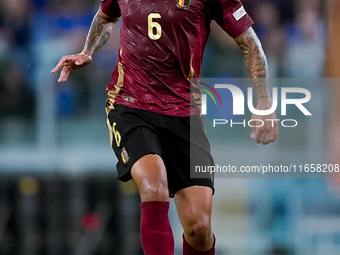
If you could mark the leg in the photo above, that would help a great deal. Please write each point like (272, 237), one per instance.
(194, 210)
(149, 173)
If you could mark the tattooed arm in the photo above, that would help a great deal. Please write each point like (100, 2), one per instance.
(99, 33)
(256, 64)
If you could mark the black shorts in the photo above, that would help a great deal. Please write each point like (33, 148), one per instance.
(136, 133)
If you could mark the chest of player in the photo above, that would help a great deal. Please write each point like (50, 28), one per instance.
(157, 18)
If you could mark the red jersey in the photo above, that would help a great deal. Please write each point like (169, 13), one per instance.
(161, 48)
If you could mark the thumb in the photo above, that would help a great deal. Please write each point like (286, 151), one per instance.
(253, 133)
(80, 61)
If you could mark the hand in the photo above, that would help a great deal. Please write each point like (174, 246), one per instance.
(70, 63)
(270, 130)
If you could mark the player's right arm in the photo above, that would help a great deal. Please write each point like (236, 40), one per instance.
(99, 33)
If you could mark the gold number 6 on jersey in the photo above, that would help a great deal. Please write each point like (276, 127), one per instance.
(154, 35)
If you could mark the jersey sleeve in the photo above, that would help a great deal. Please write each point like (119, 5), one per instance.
(230, 15)
(111, 8)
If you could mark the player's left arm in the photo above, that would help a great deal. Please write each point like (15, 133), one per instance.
(256, 63)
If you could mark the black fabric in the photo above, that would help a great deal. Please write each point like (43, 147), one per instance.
(181, 147)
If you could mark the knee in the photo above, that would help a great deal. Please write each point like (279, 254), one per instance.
(199, 228)
(154, 191)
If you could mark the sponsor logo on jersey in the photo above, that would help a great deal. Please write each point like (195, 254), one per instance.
(239, 13)
(183, 3)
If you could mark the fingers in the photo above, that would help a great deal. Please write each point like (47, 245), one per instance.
(62, 62)
(64, 74)
(84, 59)
(70, 63)
(265, 134)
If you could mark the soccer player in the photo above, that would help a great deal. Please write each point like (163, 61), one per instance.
(151, 109)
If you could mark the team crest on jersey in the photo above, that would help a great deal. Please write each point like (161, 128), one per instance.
(183, 3)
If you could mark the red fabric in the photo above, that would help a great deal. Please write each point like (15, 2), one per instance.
(156, 234)
(189, 250)
(161, 47)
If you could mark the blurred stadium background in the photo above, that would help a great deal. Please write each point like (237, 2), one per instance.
(58, 188)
------------------------------
Short problem:
Reproduce the lines from the one containing "If you could mark the red fabric" through the final line above, both included. Offset every coordinate in the answer points by -142, and keep all other lines, including the sample pairs they quote, unchanged.

Response for this exercise:
If you could mark the red fabric in the photo above, that would help a great deal. Please write each point like (15, 2), one per instance.
(14, 92)
(47, 108)
(19, -95)
If you could mark the blurred stadium background in the photo above, that would help a great deal. Please write each point like (237, 2), one per instance.
(-84, 46)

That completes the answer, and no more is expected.